China’s aerospace manufacturing development is increasingly engaging in tighter partnerships with Western aerospace companies as it pursues development of its new C919 narrowbody. AVIC announced late last week that it is in negotiations with two “major” engine manufacturers, whose identities were not revealed. The announcement comes on top of a JV between AVIC and GE signed last week to develop avionics, which will focus on the new 160-190 seat narrowbody, currently under development by COMAC.
75-80% of the components in the C919 will reportedly be sourced from Western companies or produced in partnership with Western firms. COMAC reportedly intends to reduce this to approximately 50% as the programme matures.
The engine for the aircraft will be a major part of this. AVIC has made it clear that it wants to develop an indigenous engine for the C919, but COMAC has conceded that Western engines will initially power the aircraft. Shanghai-based AVIC Commercial Aircraft Engines (ACAE) plans to have a powerplant, the SF-A, running by 2016. But certification could take up to a year, or perhaps longer.
Given the current development timeframe for the C919 (test flight in 2014 and commercial service by 2106), and the fact that China has had major problems getting a reliable civil jet engine into production, it is no surprise that COMAC and AVIC are turning to the West to get an advanced engine for the C919 ready in time for its launch.

Excerpt from a dataset:
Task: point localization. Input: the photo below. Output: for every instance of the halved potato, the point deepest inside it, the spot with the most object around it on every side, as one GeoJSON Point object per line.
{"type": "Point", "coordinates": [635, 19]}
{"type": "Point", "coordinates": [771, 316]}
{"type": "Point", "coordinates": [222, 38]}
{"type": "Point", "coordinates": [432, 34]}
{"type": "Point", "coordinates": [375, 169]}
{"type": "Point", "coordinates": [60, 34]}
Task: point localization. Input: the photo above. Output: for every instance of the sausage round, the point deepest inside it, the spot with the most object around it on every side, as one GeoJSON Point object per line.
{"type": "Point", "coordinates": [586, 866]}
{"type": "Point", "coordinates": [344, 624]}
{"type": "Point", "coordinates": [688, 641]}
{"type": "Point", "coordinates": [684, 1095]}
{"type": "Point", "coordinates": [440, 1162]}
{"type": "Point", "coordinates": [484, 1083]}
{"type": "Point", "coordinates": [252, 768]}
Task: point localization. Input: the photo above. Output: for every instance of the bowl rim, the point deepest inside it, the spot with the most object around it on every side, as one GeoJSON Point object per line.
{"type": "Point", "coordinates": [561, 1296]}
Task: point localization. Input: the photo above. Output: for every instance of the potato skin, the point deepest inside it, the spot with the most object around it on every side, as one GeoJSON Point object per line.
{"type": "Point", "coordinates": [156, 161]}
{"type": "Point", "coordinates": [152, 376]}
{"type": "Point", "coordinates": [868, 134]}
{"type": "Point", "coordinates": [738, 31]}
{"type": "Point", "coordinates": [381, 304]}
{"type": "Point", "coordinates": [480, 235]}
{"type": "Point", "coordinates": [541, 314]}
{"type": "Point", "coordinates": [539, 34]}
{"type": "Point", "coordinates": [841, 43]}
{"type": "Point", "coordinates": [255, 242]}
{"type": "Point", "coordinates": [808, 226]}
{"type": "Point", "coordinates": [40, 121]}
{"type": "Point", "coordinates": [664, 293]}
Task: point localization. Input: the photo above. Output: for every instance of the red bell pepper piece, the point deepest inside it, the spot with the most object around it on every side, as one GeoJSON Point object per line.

Instructions
1 > In the article on the C919, what is the name of the powerplant that AVIC Commercial Aircraft Engines plans to have running by 2016?
2 > Report every line of the records that contains the string "sausage", matching case exactly.

Problem solutions
1 > The SF-A.

2 >
Task: point localization. Input: the photo above. Output: for every instance of the sausage round, the point deepest inside it, the spot with the most object around it on every side, as one GeoJSON Point object per line.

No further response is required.